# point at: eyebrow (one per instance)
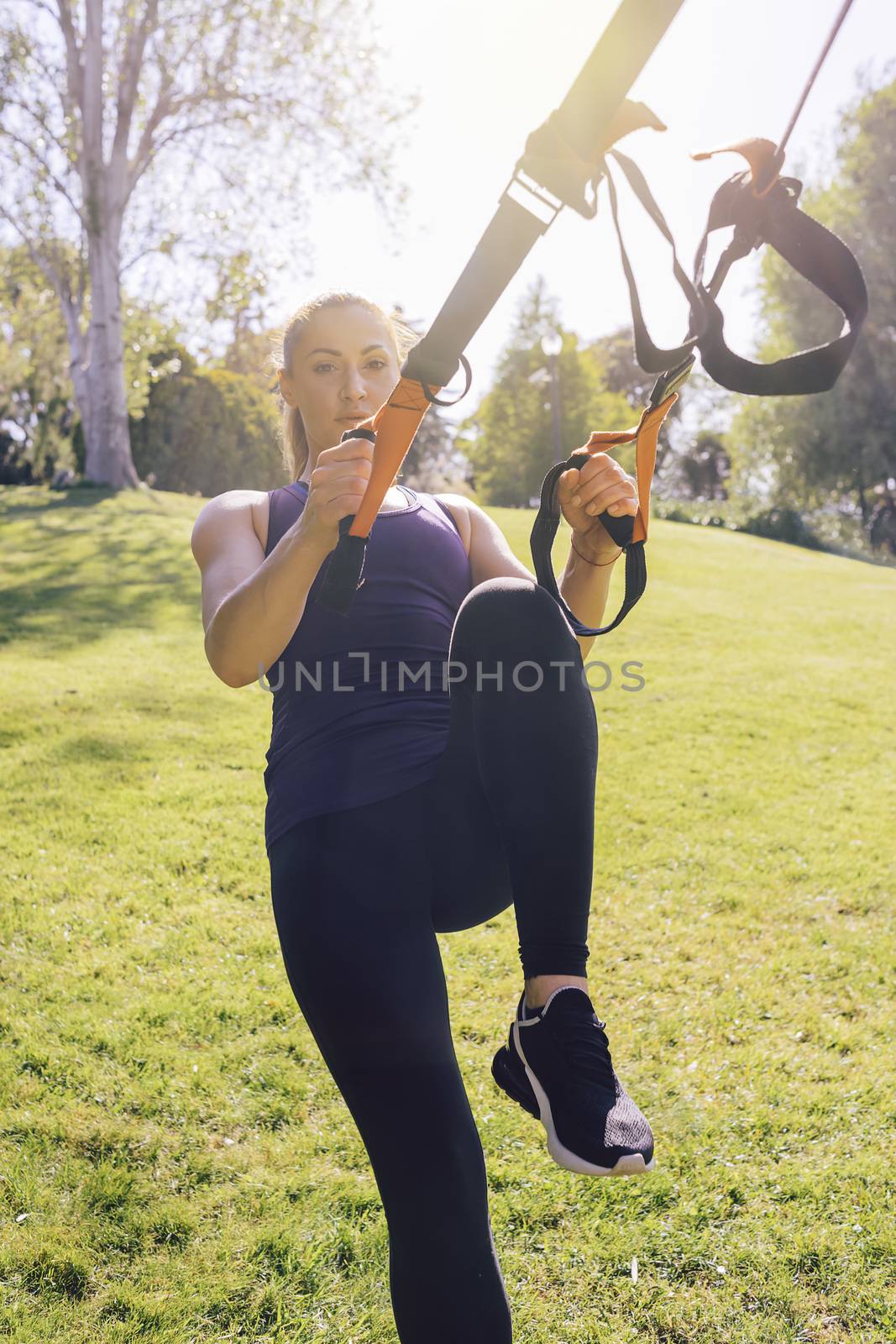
(322, 349)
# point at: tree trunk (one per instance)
(107, 459)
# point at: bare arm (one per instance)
(251, 605)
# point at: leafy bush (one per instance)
(783, 524)
(207, 432)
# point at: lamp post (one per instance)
(553, 344)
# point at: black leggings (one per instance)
(359, 897)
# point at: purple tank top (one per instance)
(349, 722)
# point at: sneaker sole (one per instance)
(629, 1164)
(510, 1084)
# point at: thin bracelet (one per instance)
(598, 564)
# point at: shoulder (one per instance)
(230, 510)
(459, 507)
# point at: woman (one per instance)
(399, 810)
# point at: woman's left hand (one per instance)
(584, 492)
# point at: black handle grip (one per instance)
(345, 564)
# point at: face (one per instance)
(343, 365)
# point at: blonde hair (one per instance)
(293, 438)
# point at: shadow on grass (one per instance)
(73, 573)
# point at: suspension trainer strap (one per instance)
(652, 358)
(773, 217)
(584, 123)
(629, 533)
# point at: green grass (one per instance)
(175, 1160)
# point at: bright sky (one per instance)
(492, 71)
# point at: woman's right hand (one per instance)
(336, 488)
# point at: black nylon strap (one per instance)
(810, 249)
(652, 358)
(620, 528)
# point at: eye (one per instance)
(328, 365)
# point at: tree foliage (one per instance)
(839, 444)
(510, 440)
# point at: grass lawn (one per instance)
(175, 1162)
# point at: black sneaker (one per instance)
(558, 1066)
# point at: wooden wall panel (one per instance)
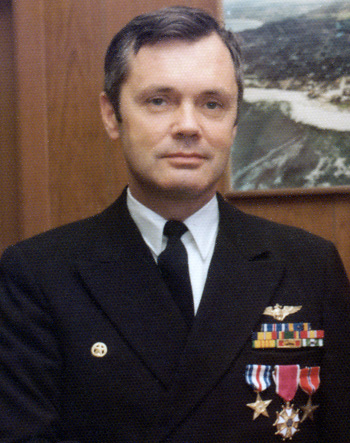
(9, 198)
(69, 168)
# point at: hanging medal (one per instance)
(309, 382)
(258, 378)
(286, 379)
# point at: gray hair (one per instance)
(173, 23)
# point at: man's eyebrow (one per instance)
(154, 89)
(219, 91)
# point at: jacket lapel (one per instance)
(123, 279)
(242, 278)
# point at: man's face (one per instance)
(178, 108)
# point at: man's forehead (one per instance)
(205, 57)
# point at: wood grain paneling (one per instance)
(9, 198)
(68, 169)
(32, 117)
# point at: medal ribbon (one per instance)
(258, 377)
(310, 379)
(286, 379)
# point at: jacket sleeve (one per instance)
(29, 356)
(334, 375)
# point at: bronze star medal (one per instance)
(259, 407)
(286, 379)
(308, 410)
(287, 422)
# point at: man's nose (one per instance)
(186, 122)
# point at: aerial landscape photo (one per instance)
(294, 129)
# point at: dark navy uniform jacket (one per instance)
(95, 281)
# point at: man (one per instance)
(100, 342)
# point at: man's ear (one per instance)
(108, 117)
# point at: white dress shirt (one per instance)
(199, 240)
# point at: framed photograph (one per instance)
(294, 127)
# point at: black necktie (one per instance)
(174, 267)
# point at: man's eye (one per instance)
(212, 105)
(157, 101)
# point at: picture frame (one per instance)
(294, 125)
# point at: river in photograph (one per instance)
(291, 142)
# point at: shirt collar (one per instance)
(202, 225)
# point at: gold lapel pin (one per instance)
(280, 313)
(99, 350)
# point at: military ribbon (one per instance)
(258, 378)
(309, 382)
(286, 379)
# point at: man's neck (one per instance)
(172, 206)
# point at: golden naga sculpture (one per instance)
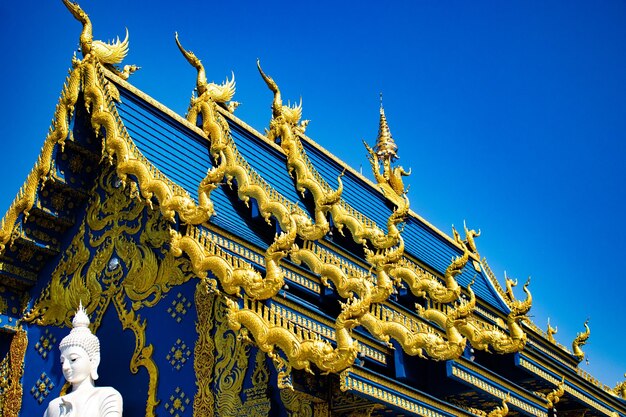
(231, 165)
(389, 179)
(509, 284)
(503, 410)
(620, 389)
(424, 285)
(208, 92)
(579, 341)
(421, 340)
(484, 338)
(284, 126)
(551, 331)
(107, 54)
(86, 76)
(301, 348)
(555, 395)
(234, 273)
(468, 242)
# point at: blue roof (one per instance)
(183, 156)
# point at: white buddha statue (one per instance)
(80, 357)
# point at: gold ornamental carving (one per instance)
(204, 357)
(11, 398)
(579, 341)
(285, 126)
(104, 264)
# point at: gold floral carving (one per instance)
(257, 402)
(301, 347)
(580, 339)
(503, 410)
(204, 358)
(12, 396)
(118, 266)
(550, 332)
(231, 362)
(554, 396)
(469, 242)
(620, 389)
(297, 403)
(142, 355)
(99, 95)
(482, 336)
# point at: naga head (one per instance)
(519, 307)
(86, 37)
(290, 114)
(464, 308)
(201, 82)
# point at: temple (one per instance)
(232, 272)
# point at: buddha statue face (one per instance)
(80, 351)
(77, 366)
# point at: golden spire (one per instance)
(385, 146)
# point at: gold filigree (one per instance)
(580, 340)
(426, 285)
(99, 95)
(503, 410)
(550, 332)
(486, 337)
(258, 402)
(469, 242)
(12, 398)
(620, 389)
(231, 363)
(296, 403)
(286, 126)
(554, 396)
(232, 272)
(204, 358)
(142, 355)
(177, 403)
(41, 172)
(112, 221)
(301, 347)
(42, 388)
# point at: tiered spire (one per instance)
(385, 147)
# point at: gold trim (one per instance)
(13, 394)
(204, 358)
(368, 387)
(568, 388)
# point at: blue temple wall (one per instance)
(166, 328)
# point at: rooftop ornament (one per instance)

──────

INSTRUCTIONS TO FOLLOW → Drop every image, please, and write out the data above exactly as shown.

COMPLETED TASK →
# point at: eyebrow (one per instance)
(322, 349)
# point at: tree trunk (one per instance)
(107, 459)
# point at: bare arm (one per instance)
(251, 605)
# point at: leafy bush (one per instance)
(783, 524)
(207, 432)
# point at: lamp post (one per instance)
(553, 344)
# point at: black leggings (one per instance)
(359, 897)
# point at: purple tank top (one per instance)
(349, 722)
# point at: sneaker sole (one per instance)
(629, 1164)
(510, 1084)
# point at: thin bracelet (one per instance)
(598, 564)
# point at: shoulder (one per instance)
(230, 510)
(459, 507)
# point at: woman (one per instance)
(399, 810)
# point at: woman's left hand (one per instance)
(584, 492)
# point at: black handle grip (one per instance)
(345, 564)
# point at: face (one per instance)
(343, 365)
# point at: blonde hair (one per instance)
(293, 438)
# point at: shadow on grass (one per instance)
(73, 573)
# point at: suspension trainer strap (one per instance)
(652, 358)
(773, 217)
(584, 123)
(629, 533)
# point at: green grass (one per instance)
(175, 1160)
# point at: bright sky (one per instance)
(492, 71)
# point at: woman's right hand (one per instance)
(336, 488)
# point at: black nylon strap (one per instance)
(810, 249)
(652, 358)
(620, 528)
# point at: eye (one per instance)
(328, 365)
# point at: tree foliage (one per instance)
(839, 444)
(510, 440)
# point at: grass lawn (one per instance)
(175, 1162)
# point at: black sneaker (one per instance)
(558, 1066)
# point at: wooden wall panel (one per instance)
(9, 198)
(69, 168)
# point at: hanging medal (one per instance)
(309, 382)
(258, 378)
(286, 379)
# point at: gray hair (one per instance)
(173, 23)
# point at: man's eyebrow (one per instance)
(154, 89)
(219, 91)
# point at: jacket lapel (one per instance)
(123, 279)
(242, 278)
# point at: man's face (one per instance)
(178, 108)
# point at: man's forehead (one per instance)
(205, 57)
# point at: wood grain paneling (one per instance)
(9, 198)
(68, 169)
(32, 117)
# point at: medal ribbon (one per instance)
(258, 377)
(310, 379)
(286, 379)
# point at: jacket sleeve (one per instance)
(29, 356)
(334, 375)
# point at: bronze star medal (one per instance)
(259, 407)
(286, 379)
(308, 410)
(287, 422)
# point at: man's nose (one per instance)
(186, 122)
# point at: aerial landscape photo (one per instance)
(294, 129)
# point at: dark navy uniform jacket (one per instance)
(95, 281)
# point at: man (one per instance)
(100, 342)
# point at: man's ear (one per instance)
(108, 117)
# point at: white dress shirt (one per instance)
(199, 240)
# point at: framed photograph (one per instance)
(294, 127)
# point at: black necktie (one per instance)
(174, 267)
# point at: man's eye (one per instance)
(212, 105)
(157, 101)
# point at: picture frame (one per instance)
(294, 125)
# point at: river in photograph (one per instance)
(291, 142)
# point at: shirt collar (one per instance)
(202, 225)
# point at: gold lapel pin (one per instance)
(280, 313)
(99, 350)
# point at: military ribbon (one per instance)
(258, 378)
(309, 382)
(286, 379)
# point at: man's neck (one per instance)
(172, 206)
# point at: golden naga sculpture (one per instance)
(231, 165)
(389, 179)
(509, 284)
(503, 410)
(620, 389)
(424, 285)
(208, 92)
(579, 341)
(421, 340)
(484, 338)
(284, 126)
(551, 331)
(107, 54)
(86, 76)
(301, 348)
(555, 395)
(234, 273)
(468, 242)
# point at: blue roof (one per instance)
(183, 156)
# point at: white buddha statue (one per instance)
(80, 357)
# point at: gold ornamental carving (one per instance)
(204, 357)
(11, 398)
(579, 341)
(285, 126)
(104, 264)
# point at: gold floral carving (one per instance)
(257, 402)
(301, 347)
(580, 339)
(503, 410)
(204, 358)
(12, 396)
(118, 266)
(550, 332)
(231, 362)
(554, 396)
(469, 242)
(620, 389)
(297, 403)
(142, 355)
(99, 95)
(482, 336)
# point at: naga head (one per instance)
(519, 307)
(86, 37)
(290, 114)
(464, 308)
(201, 82)
# point at: temple (one per instance)
(232, 272)
# point at: buddha statue face (one per instance)
(80, 351)
(77, 366)
# point at: golden spire (one per instance)
(385, 146)
# point at: gold filigree (one per instance)
(580, 340)
(426, 285)
(99, 95)
(503, 410)
(550, 332)
(486, 337)
(258, 402)
(469, 242)
(12, 398)
(620, 389)
(231, 363)
(296, 403)
(286, 126)
(554, 396)
(232, 272)
(204, 358)
(142, 355)
(177, 403)
(41, 172)
(112, 221)
(301, 347)
(42, 388)
# point at: tiered spire (one per instance)
(385, 147)
# point at: gold trim (one per instance)
(13, 394)
(204, 358)
(368, 387)
(568, 388)
# point at: blue temple wall (one per instance)
(166, 328)
# point at: rooftop ornament (one per instance)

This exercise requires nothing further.